• _The exercise_: Could you give all of the material below as a Markdown table with two columns, "Row" for the row number and "Text" for the line, leaving out blank lines and the pictures?
— Begin Exercise material —
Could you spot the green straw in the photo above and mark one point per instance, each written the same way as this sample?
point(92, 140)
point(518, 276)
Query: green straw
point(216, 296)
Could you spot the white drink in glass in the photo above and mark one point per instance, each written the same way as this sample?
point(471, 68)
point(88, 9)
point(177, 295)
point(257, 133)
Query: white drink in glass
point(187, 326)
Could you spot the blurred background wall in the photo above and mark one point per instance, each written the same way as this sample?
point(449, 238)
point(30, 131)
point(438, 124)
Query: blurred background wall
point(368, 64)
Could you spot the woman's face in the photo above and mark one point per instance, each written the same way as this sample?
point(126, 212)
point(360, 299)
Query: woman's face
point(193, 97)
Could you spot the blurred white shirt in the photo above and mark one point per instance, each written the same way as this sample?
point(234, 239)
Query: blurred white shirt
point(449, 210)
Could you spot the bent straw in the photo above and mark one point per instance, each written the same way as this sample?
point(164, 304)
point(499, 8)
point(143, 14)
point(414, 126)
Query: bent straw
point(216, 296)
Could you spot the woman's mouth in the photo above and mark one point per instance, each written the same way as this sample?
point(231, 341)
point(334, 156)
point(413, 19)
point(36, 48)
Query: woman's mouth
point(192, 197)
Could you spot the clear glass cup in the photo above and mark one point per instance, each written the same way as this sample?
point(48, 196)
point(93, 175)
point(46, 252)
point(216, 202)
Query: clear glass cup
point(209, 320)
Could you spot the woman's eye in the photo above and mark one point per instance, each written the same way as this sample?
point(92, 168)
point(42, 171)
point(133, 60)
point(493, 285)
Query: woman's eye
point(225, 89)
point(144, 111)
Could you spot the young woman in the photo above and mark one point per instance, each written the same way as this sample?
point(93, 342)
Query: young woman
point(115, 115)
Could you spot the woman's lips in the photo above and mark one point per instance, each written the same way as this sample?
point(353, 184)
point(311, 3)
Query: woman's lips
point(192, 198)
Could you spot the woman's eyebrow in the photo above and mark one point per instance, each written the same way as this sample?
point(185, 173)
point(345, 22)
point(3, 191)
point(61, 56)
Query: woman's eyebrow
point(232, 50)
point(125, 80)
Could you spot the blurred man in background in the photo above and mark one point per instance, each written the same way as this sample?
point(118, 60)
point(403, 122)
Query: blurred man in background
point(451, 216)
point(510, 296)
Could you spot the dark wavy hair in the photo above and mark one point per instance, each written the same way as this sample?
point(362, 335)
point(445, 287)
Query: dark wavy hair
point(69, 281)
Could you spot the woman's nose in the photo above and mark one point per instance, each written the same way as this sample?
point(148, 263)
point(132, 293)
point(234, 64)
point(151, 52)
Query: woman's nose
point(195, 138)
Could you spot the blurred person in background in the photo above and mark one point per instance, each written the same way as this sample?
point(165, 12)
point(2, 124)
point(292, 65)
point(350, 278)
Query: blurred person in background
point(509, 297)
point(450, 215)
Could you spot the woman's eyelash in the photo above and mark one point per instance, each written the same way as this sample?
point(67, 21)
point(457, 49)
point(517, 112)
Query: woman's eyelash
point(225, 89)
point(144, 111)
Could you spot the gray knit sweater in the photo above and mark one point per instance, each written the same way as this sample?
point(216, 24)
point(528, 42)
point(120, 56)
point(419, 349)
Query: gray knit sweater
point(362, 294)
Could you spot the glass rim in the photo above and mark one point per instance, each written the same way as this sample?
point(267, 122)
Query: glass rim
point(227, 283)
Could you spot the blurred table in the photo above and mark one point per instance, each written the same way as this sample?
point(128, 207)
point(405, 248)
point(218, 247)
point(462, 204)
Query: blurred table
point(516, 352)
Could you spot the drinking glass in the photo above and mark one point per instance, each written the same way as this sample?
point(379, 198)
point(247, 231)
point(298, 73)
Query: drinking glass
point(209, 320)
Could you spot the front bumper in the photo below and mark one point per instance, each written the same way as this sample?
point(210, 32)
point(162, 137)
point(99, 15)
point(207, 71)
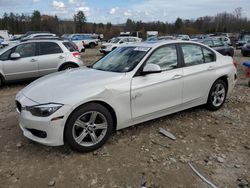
— End Exercise material —
• _Exercise answer_:
| Row | Text |
|---|---|
| 1 | Could you spot the green straw in the photo above and mark one point per instance, each written the same way as this sample? |
| 2 | point(92, 140) |
| 3 | point(518, 276) |
| 4 | Query: green straw |
| 5 | point(216, 296) |
| 6 | Could you spot the white drink in glass in the photo above and mark one point per instance, each written the same way as this sample? |
| 7 | point(471, 68) |
| 8 | point(88, 9) |
| 9 | point(177, 295) |
| 10 | point(257, 133) |
| 11 | Query: white drink in glass |
| 12 | point(187, 326) |
| 13 | Could you spot the blurred background wall in the photo above and mark one point per instance, each written the same way as this sample? |
| 14 | point(449, 238) |
| 15 | point(30, 131) |
| 16 | point(438, 124) |
| 17 | Query: blurred background wall |
| 18 | point(368, 64) |
| 19 | Could you spot the woman's face in the photo above and mark one point per instance, each written the same way as this sample? |
| 20 | point(126, 212) |
| 21 | point(360, 299) |
| 22 | Query: woman's face |
| 23 | point(193, 97) |
| 24 | Could you spot the blurred white shirt in the photo above and mark one point per instance, each written the same way as this sample? |
| 25 | point(234, 239) |
| 26 | Query: blurred white shirt |
| 27 | point(449, 210) |
| 28 | Could you spot the bent straw in the photo above and mark one point per instance, each written the same way as this sample? |
| 29 | point(164, 304) |
| 30 | point(499, 8) |
| 31 | point(143, 14) |
| 32 | point(414, 126) |
| 33 | Query: bent straw |
| 34 | point(216, 296) |
| 35 | Could you spot the woman's mouth in the photo above and mark one point per instance, each written the same way as this sample? |
| 36 | point(231, 341) |
| 37 | point(334, 156) |
| 38 | point(413, 19) |
| 39 | point(36, 48) |
| 40 | Query: woman's mouth |
| 41 | point(192, 197) |
| 42 | Could you spot the clear glass cup in the photo above and mark one point per instance, each written the same way as this sample? |
| 43 | point(48, 196) |
| 44 | point(93, 175) |
| 45 | point(46, 252) |
| 46 | point(216, 202) |
| 47 | Query: clear glass cup |
| 48 | point(209, 320) |
| 49 | Could you spot the woman's eye in the photo above and mark one point per instance, each written the same way as this sample? |
| 50 | point(92, 168) |
| 51 | point(42, 171) |
| 52 | point(133, 60) |
| 53 | point(493, 285) |
| 54 | Query: woman's eye |
| 55 | point(225, 89) |
| 56 | point(144, 111) |
| 57 | Could you spot the young woman in the photo above and mark one point per instance, each written the same way as this sample? |
| 58 | point(93, 342) |
| 59 | Query: young woman |
| 60 | point(115, 115) |
| 61 | Could you spot the woman's lips in the photo above and mark one point per instance, each written the same way as this sample? |
| 62 | point(353, 184) |
| 63 | point(311, 3) |
| 64 | Query: woman's lips |
| 65 | point(192, 198) |
| 66 | Could you spot the woman's eyebrow in the photo above and mark one point per instance, each written the same way as this sample? |
| 67 | point(185, 173) |
| 68 | point(345, 22) |
| 69 | point(3, 191) |
| 70 | point(61, 56) |
| 71 | Query: woman's eyebrow |
| 72 | point(232, 50) |
| 73 | point(125, 80) |
| 74 | Could you spot the blurred man in background in the photo above and mark one point per instance, each written the same way as this sample? |
| 75 | point(118, 60) |
| 76 | point(403, 122) |
| 77 | Query: blurred man in background |
| 78 | point(451, 216) |
| 79 | point(510, 296) |
| 80 | Could you spot the dark wavy hair in the photo above and mark one point per instance, each written the same way as this sample? |
| 81 | point(362, 335) |
| 82 | point(445, 287) |
| 83 | Query: dark wavy hair |
| 84 | point(69, 281) |
| 85 | Could you spot the woman's nose in the photo above and mark one point per instance, each written the same way as this sample? |
| 86 | point(148, 263) |
| 87 | point(132, 293) |
| 88 | point(234, 64) |
| 89 | point(151, 52) |
| 90 | Query: woman's nose |
| 91 | point(195, 138) |
| 92 | Could you spot the blurred person in background in the photo above and mark one point per instance, each written the same way as this sample? |
| 93 | point(165, 12) |
| 94 | point(2, 124) |
| 95 | point(292, 65) |
| 96 | point(350, 278) |
| 97 | Query: blurred person in background |
| 98 | point(509, 297) |
| 99 | point(450, 215) |
| 100 | Could you spot the woman's eyelash in the photo above and mark one point per instance, each written the same way as this sample? |
| 101 | point(67, 21) |
| 102 | point(457, 49) |
| 103 | point(517, 112) |
| 104 | Query: woman's eyelash |
| 105 | point(225, 89) |
| 106 | point(144, 111) |
| 107 | Could you spot the gray knit sweater in the photo above and mark one point per instance, each written the same way as this sample? |
| 108 | point(216, 24) |
| 109 | point(528, 42) |
| 110 | point(120, 56) |
| 111 | point(419, 349) |
| 112 | Query: gray knit sweater |
| 113 | point(362, 294) |
| 114 | Could you spot the glass rim in the photo above and mark one point per instance, each written the same way as this sample? |
| 115 | point(267, 122) |
| 116 | Query: glass rim |
| 117 | point(227, 283) |
| 118 | Could you spot the blurred table in the photo above and mark one point per instance, each written the same way as this sample? |
| 119 | point(128, 207) |
| 120 | point(405, 248) |
| 121 | point(218, 247) |
| 122 | point(462, 204) |
| 123 | Query: blurred table |
| 124 | point(516, 352) |
| 125 | Could you spot the drinking glass in the photo above and mark one point per instance, each written the same way as this sample? |
| 126 | point(379, 198) |
| 127 | point(247, 231) |
| 128 | point(298, 73) |
| 129 | Query: drinking glass |
| 130 | point(209, 320) |
| 131 | Could you spot the front bumper in the photo below and mark one point per instance, each written the same way as this sample? |
| 132 | point(210, 32) |
| 133 | point(162, 137) |
| 134 | point(99, 15) |
| 135 | point(207, 71) |